_Data items_:
________________________________________
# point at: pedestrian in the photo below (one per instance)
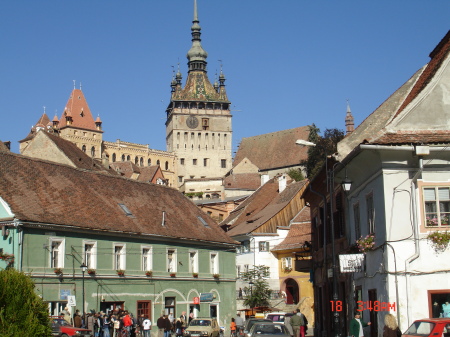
(357, 325)
(146, 326)
(161, 324)
(296, 323)
(287, 323)
(391, 327)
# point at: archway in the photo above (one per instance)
(292, 291)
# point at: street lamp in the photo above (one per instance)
(83, 269)
(346, 185)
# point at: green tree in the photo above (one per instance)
(22, 312)
(258, 294)
(325, 146)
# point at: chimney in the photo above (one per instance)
(264, 178)
(281, 183)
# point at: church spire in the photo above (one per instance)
(196, 55)
(349, 120)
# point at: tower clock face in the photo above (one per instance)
(192, 122)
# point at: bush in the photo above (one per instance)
(22, 312)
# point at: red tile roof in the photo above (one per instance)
(261, 206)
(78, 108)
(44, 192)
(276, 149)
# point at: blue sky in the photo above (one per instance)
(288, 63)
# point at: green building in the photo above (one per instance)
(146, 248)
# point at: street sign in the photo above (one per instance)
(351, 263)
(71, 301)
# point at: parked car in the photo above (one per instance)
(61, 328)
(269, 329)
(251, 321)
(202, 327)
(429, 327)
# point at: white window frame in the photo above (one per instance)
(171, 261)
(193, 261)
(147, 258)
(90, 262)
(439, 198)
(119, 259)
(214, 262)
(61, 243)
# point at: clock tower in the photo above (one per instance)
(198, 125)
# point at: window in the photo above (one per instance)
(370, 213)
(146, 258)
(264, 246)
(171, 260)
(193, 261)
(90, 255)
(119, 256)
(356, 216)
(214, 263)
(56, 253)
(437, 206)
________________________________________
_Problem requirements_:
Rewrite the entries above, changing every "photo" to "image" and keeping everything else the same. Leave the pictures out of your output.

_Correct answer_:
# point at: pedestrian in the image below (one per instance)
(357, 325)
(146, 326)
(161, 324)
(296, 323)
(287, 323)
(391, 327)
# point at: archway in the image above (one per instance)
(292, 291)
# point at: street lamp in the image above (one per instance)
(83, 269)
(346, 185)
# point at: green tree in the image above (one per instance)
(22, 312)
(258, 294)
(325, 146)
# point at: chimney in the image above (one per instance)
(264, 178)
(281, 183)
# point at: church spire in the image above (one per instance)
(196, 55)
(349, 120)
# point at: tower clock face in the image above (one per instance)
(192, 122)
# point at: bush in the image above (one per instance)
(22, 312)
# point at: red tile roof in the image above (one per instance)
(261, 206)
(78, 108)
(44, 192)
(276, 149)
# point at: blue sky in the image above (one per instance)
(288, 63)
# point at: green building in the image above (one per instance)
(146, 248)
# point at: street sign in the image above (one per instance)
(351, 263)
(71, 301)
# point at: parked car in the image above (one per instance)
(61, 328)
(269, 329)
(251, 321)
(202, 327)
(429, 327)
# point at: white window frame in the image above (one per instance)
(171, 261)
(193, 261)
(147, 258)
(90, 262)
(439, 198)
(119, 259)
(214, 262)
(61, 243)
# point at: clock tower in the image above (one per instance)
(198, 125)
# point at: window in the image above (one per instance)
(370, 213)
(146, 258)
(264, 246)
(171, 260)
(193, 261)
(90, 255)
(119, 256)
(356, 216)
(214, 263)
(56, 253)
(437, 206)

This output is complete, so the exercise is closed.